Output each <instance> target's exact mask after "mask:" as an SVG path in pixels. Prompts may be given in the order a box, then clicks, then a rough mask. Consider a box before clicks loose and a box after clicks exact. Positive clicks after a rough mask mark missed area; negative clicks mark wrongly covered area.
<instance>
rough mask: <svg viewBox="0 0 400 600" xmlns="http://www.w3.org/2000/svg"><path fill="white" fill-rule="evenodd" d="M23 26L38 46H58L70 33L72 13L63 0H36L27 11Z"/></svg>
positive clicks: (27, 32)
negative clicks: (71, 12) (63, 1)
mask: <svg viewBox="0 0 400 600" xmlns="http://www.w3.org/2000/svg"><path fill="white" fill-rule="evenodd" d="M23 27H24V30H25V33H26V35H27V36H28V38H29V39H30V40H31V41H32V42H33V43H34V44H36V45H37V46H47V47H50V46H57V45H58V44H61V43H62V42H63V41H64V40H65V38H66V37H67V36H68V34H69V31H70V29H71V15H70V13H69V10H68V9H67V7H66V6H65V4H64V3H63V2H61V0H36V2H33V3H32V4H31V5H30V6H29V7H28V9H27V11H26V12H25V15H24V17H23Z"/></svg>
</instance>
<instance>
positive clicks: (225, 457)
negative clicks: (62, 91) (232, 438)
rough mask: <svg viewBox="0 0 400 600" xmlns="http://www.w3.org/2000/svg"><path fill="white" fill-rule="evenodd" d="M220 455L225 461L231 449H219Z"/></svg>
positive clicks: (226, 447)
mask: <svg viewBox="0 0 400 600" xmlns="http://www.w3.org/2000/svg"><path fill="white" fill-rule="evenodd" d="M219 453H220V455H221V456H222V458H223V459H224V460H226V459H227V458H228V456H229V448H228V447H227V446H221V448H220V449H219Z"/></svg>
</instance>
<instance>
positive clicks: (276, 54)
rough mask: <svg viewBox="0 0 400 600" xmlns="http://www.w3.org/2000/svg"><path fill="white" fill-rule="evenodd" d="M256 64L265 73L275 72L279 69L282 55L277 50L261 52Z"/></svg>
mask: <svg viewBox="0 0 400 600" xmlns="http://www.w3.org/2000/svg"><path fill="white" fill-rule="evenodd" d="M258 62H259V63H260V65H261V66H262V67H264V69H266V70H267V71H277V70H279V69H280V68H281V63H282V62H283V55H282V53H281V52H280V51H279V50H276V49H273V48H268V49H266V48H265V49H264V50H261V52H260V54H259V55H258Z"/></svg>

※

Aim of the exercise: The output is every entry, printed exactly as it reads.

Answer for this exercise:
Output each <instance> target's exact mask after "mask:" as an SVG path in pixels. Prompts may be given in the order a box, then clicks, then a rough mask. Consider a box before clicks loose and a box after clicks exact. Positive clicks after a rough mask mark missed area; negative clicks mark wrongly covered area.
<instance>
rough mask: <svg viewBox="0 0 400 600" xmlns="http://www.w3.org/2000/svg"><path fill="white" fill-rule="evenodd" d="M23 26L38 46H58L70 33L72 13L63 0H36L27 11Z"/></svg>
positive clicks: (27, 32)
negative clicks: (71, 12) (63, 1)
mask: <svg viewBox="0 0 400 600" xmlns="http://www.w3.org/2000/svg"><path fill="white" fill-rule="evenodd" d="M23 27H24V30H25V33H26V35H27V36H28V38H29V39H30V40H31V41H32V42H33V43H34V44H36V45H37V46H47V47H50V46H57V45H58V44H61V43H62V42H63V41H64V40H65V38H66V37H67V36H68V34H69V31H70V29H71V15H70V13H69V10H68V9H67V7H66V6H65V4H64V3H63V2H61V0H36V2H33V3H32V4H31V5H30V6H29V7H28V9H27V11H26V12H25V15H24V17H23Z"/></svg>
</instance>
<instance>
positive clicks: (225, 457)
negative clicks: (62, 91) (232, 438)
rough mask: <svg viewBox="0 0 400 600" xmlns="http://www.w3.org/2000/svg"><path fill="white" fill-rule="evenodd" d="M220 455L225 461L231 449H219Z"/></svg>
positive clicks: (226, 447)
mask: <svg viewBox="0 0 400 600" xmlns="http://www.w3.org/2000/svg"><path fill="white" fill-rule="evenodd" d="M219 453H220V455H221V456H222V458H223V459H224V460H226V459H227V458H228V456H229V448H228V447H227V446H221V448H220V449H219Z"/></svg>
</instance>
<instance>
positive clicks: (276, 54)
rough mask: <svg viewBox="0 0 400 600" xmlns="http://www.w3.org/2000/svg"><path fill="white" fill-rule="evenodd" d="M256 64L265 73L275 72L279 69L282 55L277 50L261 52Z"/></svg>
mask: <svg viewBox="0 0 400 600" xmlns="http://www.w3.org/2000/svg"><path fill="white" fill-rule="evenodd" d="M258 62H259V63H260V65H261V66H262V67H264V69H266V70H267V71H277V70H279V69H280V68H281V63H282V62H283V55H282V53H281V52H280V51H279V50H276V49H273V48H268V49H266V48H265V49H264V50H261V52H260V54H259V55H258Z"/></svg>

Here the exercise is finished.